[Problems to solve]
A: Rewrite the meditation passage starting at "Maybe you have" and ending at "the right place.", using "direction" wherever "guidance" appears.
B: Please turn the records, starting at the line that contains "For every instance of the dishwasher" and ending at the end of the records, into a Markdown table with columns Row and Line, omitting blank lines.

Maybe you have heard about the numerous benefits of meditation. Maybe a friend or colleague talked you into it. Or perhaps you are feeling a call from inside yourself. Whatever the reason, you want to begin your meditation practice, but you are not sure of how, or would like some guidance to help you set on the right path. It is a wise choice, and you are in the right place.
If you have read our introductory guide on meditation, you know that it can be a tool for beautiful and profound transformation, but you also know that for that it must be done in the right way. Otherwise, you will likely just be wasting time without producing any sizeable and meaningful transformation, and that may even become a gateway into patterns of frustration or hopelessness. So, let us learn how we can properly make our meditation practice an effective and powerful tool for transformation and the cultivation of love and joy.
You might have been expecting and even hoping for a list of steps, a simple set of instructions that you could easily follow and bam! – you are meditating. But I will do nothing of that here. Why? Because I would not be really teaching you meditation and how to meditate. Why? Well, read along.

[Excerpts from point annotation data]
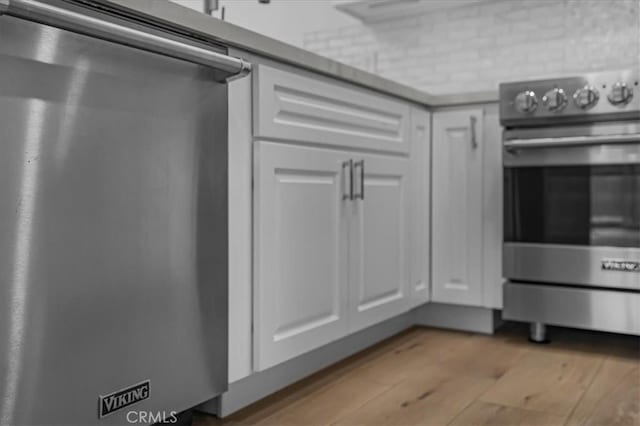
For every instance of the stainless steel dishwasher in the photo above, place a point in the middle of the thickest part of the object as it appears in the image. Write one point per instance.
(113, 216)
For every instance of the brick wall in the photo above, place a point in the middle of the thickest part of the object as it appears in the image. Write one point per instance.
(473, 48)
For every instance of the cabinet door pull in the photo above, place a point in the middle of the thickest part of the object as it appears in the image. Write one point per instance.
(347, 186)
(360, 165)
(474, 139)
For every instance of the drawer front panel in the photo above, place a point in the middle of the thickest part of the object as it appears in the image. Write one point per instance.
(307, 110)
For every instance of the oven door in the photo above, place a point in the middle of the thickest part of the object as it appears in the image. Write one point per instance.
(572, 205)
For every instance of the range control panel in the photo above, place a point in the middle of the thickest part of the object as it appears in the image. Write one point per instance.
(590, 97)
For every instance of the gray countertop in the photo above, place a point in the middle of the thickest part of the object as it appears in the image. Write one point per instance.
(232, 35)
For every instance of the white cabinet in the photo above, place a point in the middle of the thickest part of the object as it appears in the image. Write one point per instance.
(379, 232)
(419, 206)
(311, 110)
(331, 246)
(301, 249)
(457, 207)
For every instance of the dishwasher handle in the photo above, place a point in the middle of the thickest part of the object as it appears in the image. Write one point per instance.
(50, 14)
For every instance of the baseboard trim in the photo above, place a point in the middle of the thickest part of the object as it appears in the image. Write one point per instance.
(261, 384)
(457, 317)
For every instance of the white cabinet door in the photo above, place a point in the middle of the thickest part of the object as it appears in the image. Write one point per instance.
(493, 208)
(379, 239)
(300, 272)
(420, 165)
(457, 207)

[Answer list]
A:
Maybe you have heard about the numerous benefits of meditation. Maybe a friend or colleague talked you into it. Or perhaps you are feeling a call from inside yourself. Whatever the reason, you want to begin your meditation practice, but you are not sure of how, or would like some direction to help you set on the right path. It is a wise choice, and you are in the right place.

B:
| Row | Line |
|---|---|
| 1 | For every instance of the dishwasher handle in the photo above, place a point in the middle of the thickest part of the object as it appears in the image. Write one point per instance. |
| 2 | (50, 14) |
| 3 | For every instance of the baseboard trim in the photo above, place a point in the middle of the thickest part of the object as it appears in the image. Write one point per instance. |
| 4 | (261, 384) |
| 5 | (457, 317) |
| 6 | For every instance of the white cabinet door in the photo above, place a point in the middle of the thickest part of the object as it appears in the image. Write one point per instance. |
| 7 | (493, 208) |
| 8 | (379, 239) |
| 9 | (300, 272) |
| 10 | (420, 165) |
| 11 | (457, 207) |